Work to be completed:
Reproduce the data exactly.
──────────────────────────────
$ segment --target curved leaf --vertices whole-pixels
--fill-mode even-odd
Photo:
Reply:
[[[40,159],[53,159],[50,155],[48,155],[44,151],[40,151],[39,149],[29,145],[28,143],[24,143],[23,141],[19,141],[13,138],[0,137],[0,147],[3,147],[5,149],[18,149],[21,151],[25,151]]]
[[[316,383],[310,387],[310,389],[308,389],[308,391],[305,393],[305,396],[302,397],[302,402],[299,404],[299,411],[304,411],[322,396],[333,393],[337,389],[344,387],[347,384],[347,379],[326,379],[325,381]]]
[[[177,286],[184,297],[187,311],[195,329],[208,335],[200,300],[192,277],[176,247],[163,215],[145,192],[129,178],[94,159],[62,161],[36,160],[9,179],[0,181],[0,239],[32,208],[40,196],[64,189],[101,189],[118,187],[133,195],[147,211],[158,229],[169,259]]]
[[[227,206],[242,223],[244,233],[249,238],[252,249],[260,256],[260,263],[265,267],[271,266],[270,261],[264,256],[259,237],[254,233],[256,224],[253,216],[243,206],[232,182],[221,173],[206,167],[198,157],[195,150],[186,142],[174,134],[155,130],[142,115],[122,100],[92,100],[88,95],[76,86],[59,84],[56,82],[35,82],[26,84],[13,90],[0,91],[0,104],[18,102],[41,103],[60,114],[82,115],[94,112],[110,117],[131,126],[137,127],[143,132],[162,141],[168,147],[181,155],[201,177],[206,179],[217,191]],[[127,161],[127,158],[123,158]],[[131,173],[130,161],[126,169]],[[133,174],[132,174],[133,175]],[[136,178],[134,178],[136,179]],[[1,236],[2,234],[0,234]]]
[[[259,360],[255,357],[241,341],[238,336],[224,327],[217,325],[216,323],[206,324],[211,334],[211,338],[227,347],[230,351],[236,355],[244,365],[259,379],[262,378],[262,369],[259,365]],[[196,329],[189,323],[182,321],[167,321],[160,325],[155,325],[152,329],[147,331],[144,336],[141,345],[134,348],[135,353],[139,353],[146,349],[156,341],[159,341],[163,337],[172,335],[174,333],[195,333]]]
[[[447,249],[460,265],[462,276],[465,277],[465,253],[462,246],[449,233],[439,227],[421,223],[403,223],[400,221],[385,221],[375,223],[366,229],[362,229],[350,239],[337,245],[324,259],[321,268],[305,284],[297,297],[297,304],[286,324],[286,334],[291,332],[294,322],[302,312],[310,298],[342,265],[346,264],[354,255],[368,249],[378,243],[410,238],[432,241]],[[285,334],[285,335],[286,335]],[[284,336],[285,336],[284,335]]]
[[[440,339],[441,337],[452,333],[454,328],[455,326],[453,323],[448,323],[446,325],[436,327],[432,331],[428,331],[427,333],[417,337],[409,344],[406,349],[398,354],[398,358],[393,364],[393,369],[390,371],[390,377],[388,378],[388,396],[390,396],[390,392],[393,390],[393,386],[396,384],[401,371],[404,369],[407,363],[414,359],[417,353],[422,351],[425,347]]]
──────────────────────────────
Result below:
$ segment --target curved leaf --vertices whole-pixels
--fill-mode even-odd
Photo:
Reply:
[[[40,159],[53,159],[50,155],[48,155],[44,151],[40,151],[39,149],[29,145],[28,143],[24,143],[23,141],[19,141],[13,138],[0,137],[0,147],[3,147],[5,149],[18,149],[21,151],[25,151]]]
[[[316,383],[310,387],[310,389],[308,389],[308,391],[305,393],[305,396],[302,397],[302,402],[299,404],[299,411],[304,411],[322,396],[333,393],[337,389],[344,387],[347,384],[347,379],[326,379],[325,381]]]
[[[177,286],[184,297],[187,311],[195,329],[208,335],[200,300],[192,277],[176,247],[163,215],[145,192],[129,178],[94,159],[62,161],[36,160],[9,179],[0,181],[0,239],[32,208],[40,196],[64,189],[101,189],[118,187],[133,195],[147,211],[158,229],[169,259]]]
[[[227,206],[242,223],[244,233],[249,238],[252,249],[260,256],[260,263],[265,267],[271,266],[270,261],[264,256],[259,237],[254,233],[256,224],[253,216],[243,206],[232,182],[221,173],[206,167],[198,157],[195,150],[186,142],[174,134],[155,130],[142,115],[122,100],[92,100],[88,95],[76,86],[59,84],[56,82],[35,82],[26,84],[13,90],[0,91],[0,104],[18,102],[41,103],[60,114],[82,115],[94,112],[110,117],[131,126],[137,127],[143,132],[162,141],[168,147],[181,155],[201,177],[206,179],[217,191]],[[127,161],[127,158],[123,158]],[[131,173],[130,161],[126,169]],[[133,174],[132,174],[133,175]],[[136,178],[134,178],[136,179]],[[1,236],[2,234],[0,234]]]
[[[259,360],[255,357],[241,341],[238,336],[224,327],[217,325],[216,323],[206,324],[211,334],[211,338],[227,347],[230,351],[236,355],[244,365],[259,379],[262,378],[262,369],[259,365]],[[196,329],[189,323],[182,321],[167,321],[160,325],[155,325],[152,329],[147,331],[144,336],[141,345],[134,348],[135,353],[139,353],[146,349],[156,341],[159,341],[163,337],[172,335],[174,333],[195,333]]]
[[[447,249],[460,265],[462,276],[465,277],[465,253],[462,246],[449,233],[439,227],[421,223],[403,223],[400,221],[385,221],[375,223],[366,229],[362,229],[350,239],[337,245],[324,259],[321,268],[305,284],[297,297],[297,304],[286,324],[286,334],[291,332],[294,322],[302,312],[310,298],[342,265],[346,264],[354,255],[368,249],[378,243],[410,238],[432,241]],[[285,334],[285,335],[286,335]],[[284,336],[285,336],[284,335]]]
[[[440,339],[441,337],[452,333],[454,328],[455,326],[453,323],[448,323],[446,325],[436,327],[432,331],[428,331],[427,333],[417,337],[409,344],[406,349],[398,354],[398,358],[393,364],[393,369],[390,371],[390,377],[388,378],[388,396],[390,396],[390,392],[393,390],[393,386],[396,384],[401,371],[404,369],[407,363],[414,359],[417,353],[422,351],[425,347]]]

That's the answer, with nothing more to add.